**Prompt:** Would you copy only the lines below, from the one containing "job: give the outline of every instance of the tree" through the very last one, leaving the pictures out?

Spatial annotation records:

+ + + + + + +

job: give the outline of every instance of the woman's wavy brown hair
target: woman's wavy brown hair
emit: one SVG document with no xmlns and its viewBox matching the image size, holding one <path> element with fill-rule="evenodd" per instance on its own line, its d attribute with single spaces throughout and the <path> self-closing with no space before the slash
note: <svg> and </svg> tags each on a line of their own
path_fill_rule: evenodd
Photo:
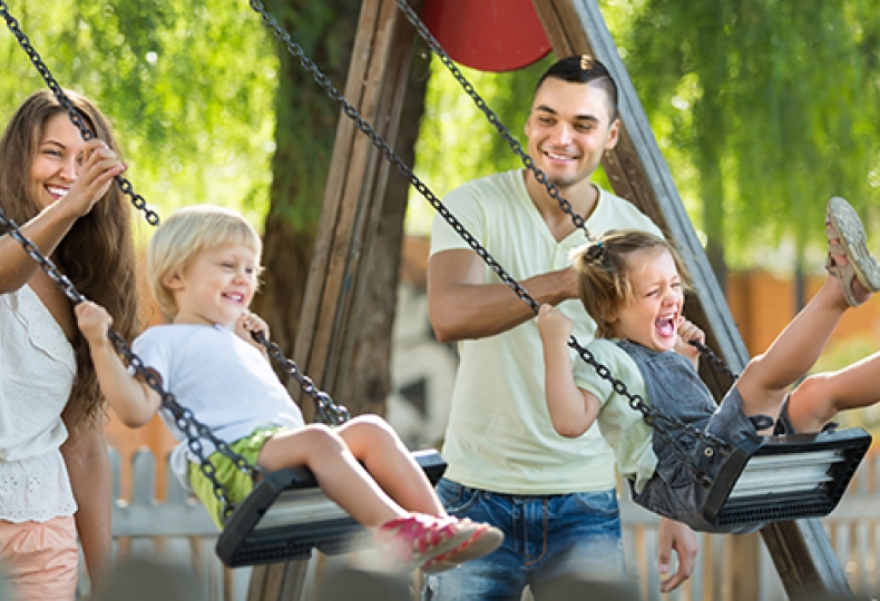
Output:
<svg viewBox="0 0 880 601">
<path fill-rule="evenodd" d="M 89 129 L 121 159 L 107 118 L 84 96 L 65 95 Z M 7 125 L 0 139 L 0 206 L 19 225 L 40 211 L 31 189 L 30 173 L 47 120 L 67 111 L 49 90 L 29 96 Z M 130 205 L 119 186 L 111 184 L 105 197 L 76 220 L 51 256 L 52 262 L 90 300 L 107 308 L 114 329 L 130 341 L 139 332 L 136 255 Z M 72 307 L 71 307 L 72 311 Z M 82 334 L 72 341 L 77 376 L 69 403 L 81 407 L 80 421 L 94 424 L 102 413 L 104 396 Z"/>
</svg>

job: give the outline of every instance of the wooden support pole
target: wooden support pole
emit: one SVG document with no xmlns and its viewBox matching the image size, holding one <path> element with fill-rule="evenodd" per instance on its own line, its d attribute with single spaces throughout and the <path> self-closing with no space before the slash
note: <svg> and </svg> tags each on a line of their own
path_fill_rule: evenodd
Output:
<svg viewBox="0 0 880 601">
<path fill-rule="evenodd" d="M 421 2 L 410 1 L 415 10 Z M 364 0 L 344 96 L 393 148 L 407 89 L 414 30 L 394 0 Z M 330 100 L 329 100 L 330 101 Z M 382 209 L 389 162 L 346 115 L 336 128 L 332 164 L 310 266 L 294 361 L 327 391 L 340 390 L 356 335 L 363 292 L 359 277 Z M 302 391 L 291 384 L 294 397 Z M 309 417 L 311 401 L 303 411 Z M 306 561 L 254 568 L 248 601 L 297 601 Z"/>
<path fill-rule="evenodd" d="M 606 154 L 603 166 L 615 193 L 638 206 L 683 247 L 698 292 L 698 311 L 688 312 L 688 317 L 705 329 L 710 345 L 727 364 L 742 371 L 747 352 L 596 0 L 534 3 L 557 57 L 590 53 L 612 72 L 620 93 L 623 129 L 617 148 Z M 693 306 L 690 297 L 687 302 Z M 716 395 L 722 386 L 730 385 L 713 382 L 704 372 L 701 374 Z M 772 524 L 762 535 L 790 597 L 823 591 L 849 593 L 845 574 L 819 520 Z"/>
</svg>

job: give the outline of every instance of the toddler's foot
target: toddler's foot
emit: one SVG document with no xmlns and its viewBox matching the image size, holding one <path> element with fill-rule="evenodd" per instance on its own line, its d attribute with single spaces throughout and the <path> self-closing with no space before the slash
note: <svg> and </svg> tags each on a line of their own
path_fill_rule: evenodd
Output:
<svg viewBox="0 0 880 601">
<path fill-rule="evenodd" d="M 825 269 L 840 283 L 843 297 L 858 307 L 880 290 L 880 264 L 868 250 L 867 236 L 859 215 L 838 196 L 825 210 L 828 258 Z"/>
<path fill-rule="evenodd" d="M 452 551 L 472 535 L 472 528 L 454 518 L 412 513 L 380 526 L 373 540 L 389 570 L 409 571 Z"/>
<path fill-rule="evenodd" d="M 470 561 L 483 555 L 488 555 L 501 544 L 505 539 L 503 533 L 495 526 L 483 523 L 471 522 L 470 520 L 459 521 L 462 529 L 469 529 L 470 538 L 451 551 L 441 553 L 422 564 L 422 572 L 436 574 L 457 568 L 466 561 Z"/>
</svg>

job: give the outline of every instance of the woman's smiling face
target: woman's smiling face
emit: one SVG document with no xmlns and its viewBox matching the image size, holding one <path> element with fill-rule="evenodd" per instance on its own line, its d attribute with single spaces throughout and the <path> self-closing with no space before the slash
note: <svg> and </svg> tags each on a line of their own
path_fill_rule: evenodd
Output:
<svg viewBox="0 0 880 601">
<path fill-rule="evenodd" d="M 31 194 L 38 209 L 62 198 L 77 180 L 85 144 L 67 115 L 52 115 L 46 120 L 30 168 Z"/>
</svg>

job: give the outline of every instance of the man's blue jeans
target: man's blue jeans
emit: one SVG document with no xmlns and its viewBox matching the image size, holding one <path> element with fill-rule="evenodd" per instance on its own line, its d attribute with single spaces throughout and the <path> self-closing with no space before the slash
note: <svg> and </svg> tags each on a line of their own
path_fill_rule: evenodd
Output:
<svg viewBox="0 0 880 601">
<path fill-rule="evenodd" d="M 540 601 L 540 583 L 550 579 L 625 577 L 614 489 L 518 496 L 442 479 L 437 493 L 450 514 L 500 528 L 505 541 L 485 558 L 429 574 L 423 601 L 519 601 L 527 584 Z"/>
</svg>

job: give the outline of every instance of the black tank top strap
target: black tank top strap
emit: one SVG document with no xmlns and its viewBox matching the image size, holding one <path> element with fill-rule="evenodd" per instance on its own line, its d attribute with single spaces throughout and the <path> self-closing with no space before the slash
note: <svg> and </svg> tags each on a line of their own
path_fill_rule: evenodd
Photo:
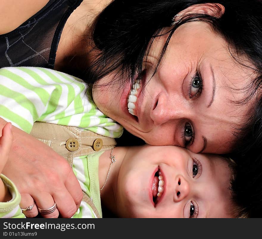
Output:
<svg viewBox="0 0 262 239">
<path fill-rule="evenodd" d="M 36 66 L 53 69 L 62 31 L 82 0 L 50 0 L 10 32 L 0 35 L 0 68 Z"/>
</svg>

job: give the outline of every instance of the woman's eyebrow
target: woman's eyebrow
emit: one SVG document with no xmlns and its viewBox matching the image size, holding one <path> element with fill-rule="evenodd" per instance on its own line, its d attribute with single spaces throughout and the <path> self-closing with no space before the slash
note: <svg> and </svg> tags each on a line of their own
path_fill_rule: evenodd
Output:
<svg viewBox="0 0 262 239">
<path fill-rule="evenodd" d="M 215 74 L 214 73 L 214 70 L 213 69 L 213 68 L 212 67 L 212 66 L 211 65 L 210 65 L 210 69 L 211 70 L 211 72 L 212 73 L 212 79 L 213 82 L 213 93 L 212 95 L 212 99 L 210 102 L 210 103 L 209 103 L 209 104 L 208 105 L 208 108 L 209 108 L 209 107 L 211 106 L 212 103 L 214 102 L 214 100 L 215 99 L 215 94 L 216 93 L 216 80 L 215 79 Z"/>
<path fill-rule="evenodd" d="M 203 139 L 203 148 L 202 148 L 202 149 L 201 149 L 199 152 L 198 153 L 198 154 L 201 154 L 201 153 L 203 152 L 206 149 L 206 148 L 207 147 L 207 139 L 204 136 L 202 137 L 202 138 Z"/>
</svg>

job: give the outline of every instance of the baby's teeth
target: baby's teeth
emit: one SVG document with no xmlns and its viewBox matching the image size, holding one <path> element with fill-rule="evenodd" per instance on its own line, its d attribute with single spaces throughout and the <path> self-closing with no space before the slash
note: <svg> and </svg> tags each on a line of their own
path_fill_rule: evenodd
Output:
<svg viewBox="0 0 262 239">
<path fill-rule="evenodd" d="M 163 180 L 160 180 L 158 183 L 158 186 L 160 186 L 161 187 L 164 186 L 164 181 Z"/>
<path fill-rule="evenodd" d="M 133 103 L 129 102 L 127 105 L 127 107 L 128 107 L 129 109 L 130 109 L 133 110 L 135 108 L 135 105 Z"/>
<path fill-rule="evenodd" d="M 159 186 L 158 187 L 158 191 L 159 192 L 163 192 L 163 191 L 164 191 L 164 188 L 163 187 Z"/>
<path fill-rule="evenodd" d="M 131 114 L 135 115 L 135 114 L 134 113 L 134 111 L 131 109 L 128 109 L 128 112 Z"/>
<path fill-rule="evenodd" d="M 130 93 L 131 95 L 135 95 L 137 94 L 137 91 L 136 90 L 132 90 L 131 91 L 131 92 Z"/>
<path fill-rule="evenodd" d="M 134 90 L 138 90 L 140 88 L 140 85 L 138 83 L 135 83 L 133 85 L 133 88 Z"/>
<path fill-rule="evenodd" d="M 136 100 L 137 99 L 137 98 L 136 98 L 136 96 L 135 95 L 130 95 L 129 96 L 129 98 L 128 99 L 128 100 L 130 102 L 135 103 L 135 102 L 136 102 Z"/>
</svg>

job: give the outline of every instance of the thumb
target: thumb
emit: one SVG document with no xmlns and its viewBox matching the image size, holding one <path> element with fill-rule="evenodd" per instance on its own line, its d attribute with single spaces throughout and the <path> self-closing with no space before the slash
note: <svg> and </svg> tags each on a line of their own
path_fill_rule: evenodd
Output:
<svg viewBox="0 0 262 239">
<path fill-rule="evenodd" d="M 12 124 L 7 123 L 2 130 L 0 137 L 0 173 L 4 167 L 9 156 L 13 143 Z"/>
</svg>

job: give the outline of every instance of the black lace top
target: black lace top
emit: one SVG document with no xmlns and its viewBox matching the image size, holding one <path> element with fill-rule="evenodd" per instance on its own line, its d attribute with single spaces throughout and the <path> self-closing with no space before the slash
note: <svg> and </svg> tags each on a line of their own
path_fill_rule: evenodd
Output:
<svg viewBox="0 0 262 239">
<path fill-rule="evenodd" d="M 33 16 L 10 32 L 0 35 L 0 68 L 54 68 L 66 22 L 82 0 L 50 0 Z"/>
</svg>

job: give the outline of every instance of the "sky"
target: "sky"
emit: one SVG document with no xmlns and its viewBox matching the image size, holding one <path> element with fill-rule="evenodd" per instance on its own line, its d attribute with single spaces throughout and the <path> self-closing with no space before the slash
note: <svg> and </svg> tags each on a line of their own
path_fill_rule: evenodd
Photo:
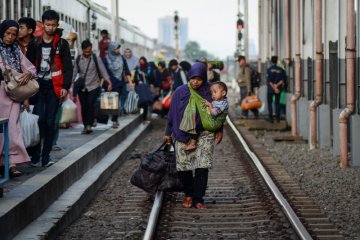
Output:
<svg viewBox="0 0 360 240">
<path fill-rule="evenodd" d="M 94 0 L 111 9 L 111 0 Z M 147 36 L 158 37 L 158 19 L 173 16 L 188 18 L 189 40 L 201 48 L 225 58 L 236 50 L 237 0 L 119 0 L 119 15 Z M 242 0 L 241 0 L 242 2 Z M 249 0 L 250 39 L 257 39 L 257 2 Z M 257 40 L 255 45 L 257 47 Z"/>
</svg>

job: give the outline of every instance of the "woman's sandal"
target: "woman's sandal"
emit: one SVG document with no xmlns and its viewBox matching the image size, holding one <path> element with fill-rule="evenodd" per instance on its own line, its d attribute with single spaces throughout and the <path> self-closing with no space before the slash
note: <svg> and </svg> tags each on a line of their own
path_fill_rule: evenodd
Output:
<svg viewBox="0 0 360 240">
<path fill-rule="evenodd" d="M 192 206 L 192 197 L 184 197 L 182 206 L 184 208 L 191 208 L 191 206 Z"/>
<path fill-rule="evenodd" d="M 9 168 L 9 175 L 11 178 L 20 177 L 23 173 L 17 170 L 15 167 Z"/>
</svg>

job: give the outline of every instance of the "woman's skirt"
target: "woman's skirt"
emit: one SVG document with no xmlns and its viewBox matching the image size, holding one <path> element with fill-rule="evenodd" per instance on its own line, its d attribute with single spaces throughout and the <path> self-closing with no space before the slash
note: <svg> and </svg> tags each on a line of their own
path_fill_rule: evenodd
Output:
<svg viewBox="0 0 360 240">
<path fill-rule="evenodd" d="M 10 163 L 18 164 L 30 161 L 26 152 L 20 129 L 20 103 L 11 100 L 5 92 L 4 82 L 0 84 L 0 118 L 8 118 Z M 0 133 L 0 165 L 3 164 L 4 133 Z"/>
<path fill-rule="evenodd" d="M 186 143 L 176 142 L 176 169 L 191 171 L 197 168 L 211 168 L 214 158 L 215 134 L 204 131 L 197 139 L 197 148 L 192 152 L 184 151 Z"/>
</svg>

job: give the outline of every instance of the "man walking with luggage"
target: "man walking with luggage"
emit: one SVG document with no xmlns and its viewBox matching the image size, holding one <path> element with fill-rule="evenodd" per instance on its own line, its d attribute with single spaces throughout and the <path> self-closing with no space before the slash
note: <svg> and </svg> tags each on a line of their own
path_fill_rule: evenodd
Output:
<svg viewBox="0 0 360 240">
<path fill-rule="evenodd" d="M 81 116 L 84 124 L 82 134 L 92 133 L 92 126 L 95 119 L 95 101 L 100 94 L 100 87 L 104 81 L 107 84 L 107 90 L 111 91 L 111 81 L 109 75 L 100 57 L 92 52 L 92 44 L 90 40 L 81 43 L 82 54 L 79 55 L 74 64 L 73 78 L 79 74 L 82 79 L 82 86 L 75 83 L 74 101 L 76 102 L 76 93 L 79 96 L 81 104 Z M 78 81 L 79 81 L 78 79 Z"/>
<path fill-rule="evenodd" d="M 277 66 L 278 57 L 271 57 L 271 67 L 267 70 L 267 101 L 269 108 L 269 122 L 273 122 L 273 98 L 275 97 L 275 112 L 276 112 L 276 120 L 280 122 L 280 94 L 284 88 L 285 83 L 285 71 Z"/>
<path fill-rule="evenodd" d="M 50 151 L 54 140 L 56 113 L 68 94 L 73 69 L 69 44 L 56 31 L 59 14 L 54 10 L 45 11 L 42 23 L 44 34 L 31 41 L 26 56 L 38 71 L 40 89 L 34 113 L 39 116 L 40 138 L 43 140 L 34 147 L 31 165 L 39 166 L 41 153 L 42 166 L 48 167 L 54 164 L 50 160 Z"/>
<path fill-rule="evenodd" d="M 237 78 L 237 82 L 240 87 L 240 105 L 242 101 L 252 94 L 252 86 L 251 86 L 251 76 L 253 74 L 253 69 L 250 67 L 249 64 L 246 62 L 245 56 L 239 56 L 238 62 L 240 66 L 240 72 Z M 251 109 L 252 113 L 254 114 L 255 118 L 258 118 L 259 111 L 258 109 Z M 249 117 L 249 110 L 242 110 L 241 115 L 243 118 Z"/>
</svg>

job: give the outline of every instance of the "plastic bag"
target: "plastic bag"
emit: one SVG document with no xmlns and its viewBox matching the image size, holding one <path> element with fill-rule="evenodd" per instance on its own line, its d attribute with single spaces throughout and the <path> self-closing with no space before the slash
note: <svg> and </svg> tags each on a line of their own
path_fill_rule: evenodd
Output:
<svg viewBox="0 0 360 240">
<path fill-rule="evenodd" d="M 135 91 L 130 91 L 125 101 L 126 113 L 138 113 L 139 95 Z"/>
<path fill-rule="evenodd" d="M 100 96 L 100 109 L 102 113 L 119 114 L 119 93 L 103 92 Z"/>
<path fill-rule="evenodd" d="M 76 123 L 77 119 L 77 106 L 71 99 L 66 99 L 60 108 L 59 124 L 63 123 Z"/>
<path fill-rule="evenodd" d="M 28 111 L 20 113 L 20 127 L 25 147 L 33 147 L 40 142 L 39 116 Z"/>
</svg>

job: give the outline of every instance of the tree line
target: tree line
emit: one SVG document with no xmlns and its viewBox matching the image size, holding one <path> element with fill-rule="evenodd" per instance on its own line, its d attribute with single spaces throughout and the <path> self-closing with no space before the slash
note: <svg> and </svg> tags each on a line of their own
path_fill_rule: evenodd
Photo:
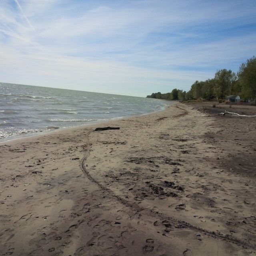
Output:
<svg viewBox="0 0 256 256">
<path fill-rule="evenodd" d="M 204 99 L 210 100 L 224 99 L 228 95 L 239 95 L 243 100 L 255 101 L 256 103 L 255 56 L 241 64 L 236 74 L 230 70 L 217 70 L 214 78 L 203 81 L 196 81 L 188 92 L 175 88 L 167 93 L 152 93 L 147 98 L 167 100 Z"/>
</svg>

+ + + + + + +

**Response to the task:**
job: give the outline of every instance of the tree line
target: tree line
emit: one SVG document with no xmlns and its viewBox matching the image size, holding one <path> element with fill-rule="evenodd" per instance on its own line, its d attribute with single spaces throughout and the <path> self-closing with no space before the slash
note: <svg> and </svg> tags each on a line of their own
path_fill_rule: evenodd
Photo:
Output:
<svg viewBox="0 0 256 256">
<path fill-rule="evenodd" d="M 204 99 L 210 100 L 224 99 L 228 95 L 239 95 L 243 100 L 255 101 L 256 103 L 255 56 L 241 64 L 236 74 L 230 70 L 217 70 L 214 78 L 203 81 L 196 81 L 188 92 L 175 88 L 167 93 L 152 93 L 147 98 L 167 100 Z"/>
</svg>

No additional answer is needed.